Excerpt to read
>>>>>
Before the D-9 Cats, front-end loaders and draglines start clanking on a project, archeologists must survey the targeted areas and try to determine the possibility of such industriousness damaging or destroying signs of ancient encampments, tool-making sites and other human activities of long ago. “The regime we have is a good one. We’re learning from the past,” she says. “If we didn’t develop, we wouldn’t learn half of what we do.”

Meanwhile, miners, road builders and others in industry receive a welcome heads-up about heritage-site possibilities in targeted areas while in the planning stages of their work rather than when it is already well underway. That’s a money saver. Ancient sites are protected by law and a significant archeological find can redirect, delay or stop development work.

The most demanding challenge the archeologists face is in trying to protect heritage sites no one yet knows of. There isn’t the money, person-power or other resources to survey every square centimetre of the Yukon landscape, Gotthardt stresses. But GIS-based (geographic information system) predictive mapping is allowing archeologists to make very educated guesses about where to search for evidence of ancient activity and where today’s developers should be most careful.

About three years ago, a staking and mineral rush increased the pressure on Yukon government archeologists to provide heritage data in the territory, especially for two very active mining areas near Dawson City and Mayo - the Klondike Plateau and the Yukon Plateau North ecoregions. Unfortunately, information about those areas was limited.

Gotthardt looked to resource-rich regions of Alberta and B.C., where archeological modeling projects were in use for large-scale oil and gas and forestry projects. In B.C., they achieved 80 per cent accuracy, a trustworthy percentage for scientists and developers to count on. How was the Yukon going to match that?

Gotthardt learned of federal CanNor funding available through Aboriginal Affairs and Northern Development Canada. She applied and received funding to intensify mapping and inventory work in the areas most affected by staking and development plans. Several departments of the territorial government also came through. Tr’ondek Hwech’in and Nacho Nyak Dun First Nations came on as partners in the project and contract archeologists were brought on board. Archival work commenced last November.
<<<<<
Record excerpts
>>>>>
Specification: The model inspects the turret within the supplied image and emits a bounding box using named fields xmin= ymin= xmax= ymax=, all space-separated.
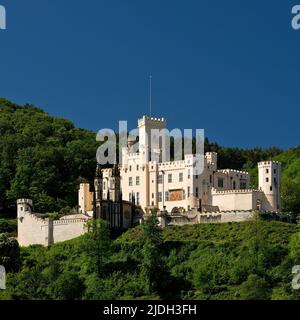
xmin=109 ymin=164 xmax=121 ymax=202
xmin=94 ymin=163 xmax=103 ymax=201
xmin=17 ymin=199 xmax=33 ymax=218
xmin=258 ymin=161 xmax=281 ymax=212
<<<<<
Exercise set
a – Summarize the Yukon archeology excerpt in two sentences.
b – Carry on the Yukon archeology excerpt from its final sentence, "Archival work commenced last November."

Answers to the problems
a – Before development begins, archeologists survey targeted areas to judge whether the work could damage ancient sites, and this gives industry early warning that saves money, since protected sites can redirect, delay or stop projects. Because not every part of the Yukon can be surveyed, Gotthardt pursued GIS-based predictive mapping after a staking rush near Dawson City and Mayo, securing CanNor and territorial funding and bringing in First Nations partners and contract archeologists.

b –
“The key thing that I’ve been told we don’t have is digital elevation data as fine-tuned as it needs to be,” she says. Basically, this data is significant because people hundreds or thousands of years ago were much like us; they made strategic decisions about where to sleep, eat and walk. What do we want in a campsite or homesite? Good drainage, a water supply, handy food sources, availability of good travel corridors and, of course, a view.

The archeologists work to determine what the terrain in an area was like way back when, using satellite photographs, archival reports, and oral records and other evidence. In the Klondike area, valleys tend to be narrow and steep, which means prolonged darkness and difficulty of access. It’s a scramble to reach the top of a valley wall and then another scramble to work down the other side. Early people would have sought broader valleys and terraces: flattened areas along hillsides that are easier to walk on. Accurate digital elevation data can help pinpoint where those terraces are and how close together they are, metre by metre.

Human beings are most likely to leave signs of their passing where they can travel, hunt, gather and camp in some degree of comfort. The sunny, more gently sloped hills above the Yukon River would have provided comfort and stability. When we are able to determine the height of that river many centuries or millennia back, we get an even better idea where camps with river access might have been. “Previous levels of the Yukon River were higher,” says the archeologist. “If you look at the Moosehide site just down from Dawson, that’s 8,000 years old. You get a sense of where the river was.”

Field researchers, assisted by helicopters, will be going into the two regions in June and spending two very busy weeks seeking more data. The middle of the summer will find them back in the office, poring over what they have discovered thus far. Then, in late summer, they’ll be heading into the field again, to test the models they have managed to develop about archeological site potential against the reality.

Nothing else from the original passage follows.